-- BEGIN Task material --
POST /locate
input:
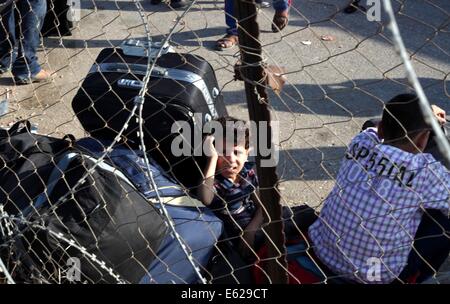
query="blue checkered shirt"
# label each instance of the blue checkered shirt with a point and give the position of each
(366, 228)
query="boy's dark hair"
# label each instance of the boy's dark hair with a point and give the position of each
(238, 128)
(402, 118)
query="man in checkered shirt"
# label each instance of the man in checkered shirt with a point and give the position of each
(387, 218)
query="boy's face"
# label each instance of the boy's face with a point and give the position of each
(231, 159)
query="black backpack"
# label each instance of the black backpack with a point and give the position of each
(81, 223)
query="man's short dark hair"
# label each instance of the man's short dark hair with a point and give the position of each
(240, 130)
(402, 118)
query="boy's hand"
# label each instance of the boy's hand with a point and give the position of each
(208, 147)
(439, 113)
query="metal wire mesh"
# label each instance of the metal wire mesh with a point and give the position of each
(340, 70)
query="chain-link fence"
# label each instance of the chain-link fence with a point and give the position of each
(109, 172)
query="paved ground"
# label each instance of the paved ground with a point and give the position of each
(333, 86)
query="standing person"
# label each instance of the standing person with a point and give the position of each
(387, 218)
(280, 21)
(20, 39)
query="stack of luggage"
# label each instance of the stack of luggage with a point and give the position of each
(63, 199)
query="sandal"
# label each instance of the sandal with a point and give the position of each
(353, 7)
(227, 42)
(280, 20)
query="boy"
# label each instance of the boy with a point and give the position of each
(386, 220)
(231, 184)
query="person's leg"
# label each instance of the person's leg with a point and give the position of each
(32, 13)
(231, 38)
(7, 38)
(297, 218)
(431, 247)
(281, 17)
(230, 20)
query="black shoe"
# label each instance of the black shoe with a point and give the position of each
(262, 4)
(179, 4)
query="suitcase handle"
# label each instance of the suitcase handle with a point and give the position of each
(138, 48)
(130, 84)
(127, 68)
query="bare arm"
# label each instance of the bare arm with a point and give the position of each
(205, 191)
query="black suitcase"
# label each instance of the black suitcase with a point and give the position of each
(56, 22)
(180, 85)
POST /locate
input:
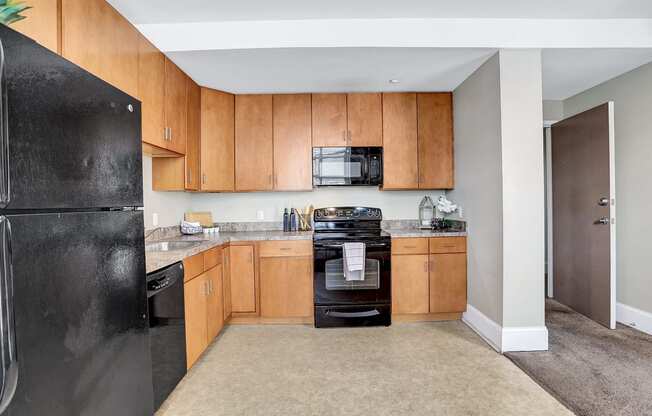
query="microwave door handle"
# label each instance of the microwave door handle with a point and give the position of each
(7, 331)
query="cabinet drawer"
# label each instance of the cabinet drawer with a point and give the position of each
(193, 266)
(409, 246)
(443, 245)
(212, 257)
(286, 248)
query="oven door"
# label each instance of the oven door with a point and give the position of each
-- END Task material --
**What is asked:** What comes back should match the records exactly, minus any pictures.

**Answer for this exercise:**
POST /locate
input:
query="blue checkered shirt"
# label each instance of the blue checkered shirt with a point and give the position of each
(366, 228)
query="boy's dark hair"
# label each instance of the boy's dark hair with a point and give the position of each
(238, 128)
(402, 118)
query="man in checkered shirt"
# label each instance of the man in checkered shirt with a point and give the position of each
(387, 218)
query="boy's face"
# label each instance of the boy's face with a point and give the position of each
(231, 159)
query="black backpack"
# label each instance of the black backpack with a point and give the position of each
(81, 223)
query="man's short dark hair"
# label each instance of the man's short dark hair with a point and give the position of each
(240, 130)
(402, 118)
query="boy's hand"
# label each instance of the boy's hand with a point and give the position of each
(208, 147)
(439, 113)
query="metal wire mesh"
# label each instance of the metal wire mesh with a point and give the position of each
(340, 70)
query="chain-link fence"
# label each instance of the chain-link fence with a point and give the position of each
(109, 172)
query="paved ground"
# label each instance of the paved ground with a point and give the position of each
(333, 86)
query="standing person"
# label each instance of the standing person with a point and give the position of each
(387, 218)
(280, 21)
(20, 39)
query="stack of luggage"
# label each instance of the stack of luggage with a point and give the position of each
(63, 199)
query="sandal"
# label each instance of the sandal with a point and give the position of each
(353, 7)
(227, 42)
(280, 20)
query="boy"
# label each instance of the boy with a point and give the position of each
(386, 220)
(231, 184)
query="person's leg"
# label each instance of the person's leg with a point and give the position of each
(32, 13)
(231, 38)
(7, 38)
(297, 218)
(431, 247)
(281, 17)
(230, 20)
query="black shoe"
# label each instance of the black shoe with a point and give the position of each
(262, 4)
(179, 4)
query="suitcase handle"
# label each instance of the suitcase handle with a point and give the position of each
(138, 48)
(130, 84)
(127, 68)
query="bare arm"
# label each instance of the bare arm with a point and give the position of each
(205, 191)
query="black suitcase"
# label each instance of the black suitcase with a point and give the position of each
(56, 22)
(180, 85)
POST /locate
input:
query="microwave door handle"
# label each instance of the microwave door handle with a point and give the position of each
(7, 331)
query="cabinet drawer"
# label each instance of the cabinet drawer with a point and give the position of each
(193, 266)
(409, 246)
(443, 245)
(212, 257)
(286, 248)
query="oven door"
# label each instance of the oven door with a point and give the position of each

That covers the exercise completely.